### TEXT SEGMENT:

::::::

From China Journal’s Sky Canaves:

china_D_20090603103316.jpgAssociated Press
A police officer salutes guests at Zhoushan Oil Reserve in Zhejiang Province, China, Wednesday.

On Tuesday, Chinese users of various U.S.-based Web services – Twitter, Hotmail and Flickr among them – reported a widespread inability to access these services from China. On Wednesday, a number of Chinese sites followed suit, in a manner of speaking.

A series of partial outages and reduced functionality has swept through a large swath of China’s budding social networking corner, according to users and our own spot checks. In some cases, the providers cited scheduled voluntary maintenance. Many Internet users suspect that these moves are a result of heightened sensitivity ahead of tomorrow’s 20th anniversary of the Tiananmen Square crackdown.

Users of China’s most popular homegrown microblogging service, Fanfou.com, reported that the site was down. (On Tuesday it had appeared to be functioning normally). A message on the Fanfou.com home page explains that the site is undergoing server maintenance in order to improve the microblogging experience for its users and expects to be back in service sometime after midnight on June 6. One senior-level Fanfou employee changed his status message on MSN Messenger to read: “Fanfou is now under tech maintenance and will re-open soon. Don’t ask me why.”

::::::

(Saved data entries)
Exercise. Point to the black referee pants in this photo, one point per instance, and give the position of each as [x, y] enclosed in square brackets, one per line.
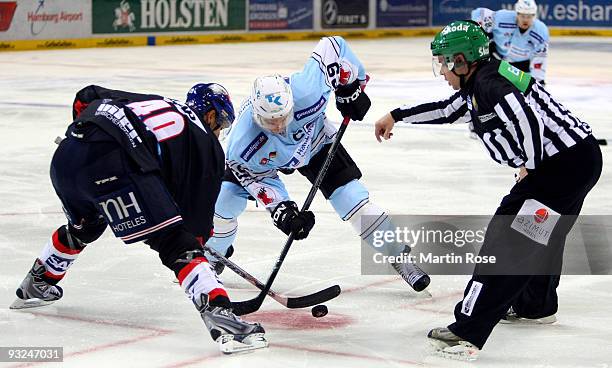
[561, 183]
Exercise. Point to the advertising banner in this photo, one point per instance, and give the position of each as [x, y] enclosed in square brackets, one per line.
[44, 19]
[344, 14]
[139, 16]
[402, 13]
[286, 14]
[556, 13]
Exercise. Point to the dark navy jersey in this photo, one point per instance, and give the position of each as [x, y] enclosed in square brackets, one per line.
[159, 135]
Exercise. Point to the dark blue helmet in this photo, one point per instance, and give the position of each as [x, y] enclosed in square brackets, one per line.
[204, 97]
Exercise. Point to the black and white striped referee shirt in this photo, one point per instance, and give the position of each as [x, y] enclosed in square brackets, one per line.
[515, 118]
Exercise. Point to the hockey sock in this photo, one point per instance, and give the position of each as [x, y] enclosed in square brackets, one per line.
[58, 255]
[197, 278]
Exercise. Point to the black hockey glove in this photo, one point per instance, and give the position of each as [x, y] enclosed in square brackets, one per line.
[352, 101]
[288, 218]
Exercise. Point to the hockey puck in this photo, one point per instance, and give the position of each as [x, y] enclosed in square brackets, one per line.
[319, 311]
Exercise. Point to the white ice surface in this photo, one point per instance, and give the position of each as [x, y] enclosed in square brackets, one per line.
[120, 308]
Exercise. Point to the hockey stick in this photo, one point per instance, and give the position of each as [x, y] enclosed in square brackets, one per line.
[290, 302]
[252, 305]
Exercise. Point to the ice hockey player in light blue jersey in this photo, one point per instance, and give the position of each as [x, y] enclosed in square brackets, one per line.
[518, 36]
[282, 126]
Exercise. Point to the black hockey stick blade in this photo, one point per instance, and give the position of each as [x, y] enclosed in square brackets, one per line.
[314, 299]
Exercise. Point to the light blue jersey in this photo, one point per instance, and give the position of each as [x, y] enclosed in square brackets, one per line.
[513, 45]
[254, 154]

::::::

### TASKS TO PERFORM:
1. In the excerpt on Chinese web outages, when does Fanfou.com expect to be back in service?
2. Transcribe the part of the excerpt on Chinese web outages that opens with the words containing "On Tuesday, Chinese" and closes with "Tiananmen Square crackdown.".

### COMPLETED EXERCISE:
1. Sometime after midnight on June 6.

2.
On Tuesday, Chinese users of various U.S.-based Web services – Twitter, Hotmail and Flickr among them – reported a widespread inability to access these services from China. On Wednesday, a number of Chinese sites followed suit, in a manner of speaking.

A series of partial outages and reduced functionality has swept through a large swath of China’s budding social networking corner, according to users and our own spot checks. In some cases, the providers cited scheduled voluntary maintenance. Many Internet users suspect that these moves are a result of heightened sensitivity ahead of tomorrow’s 20th anniversary of the Tiananmen Square crackdown.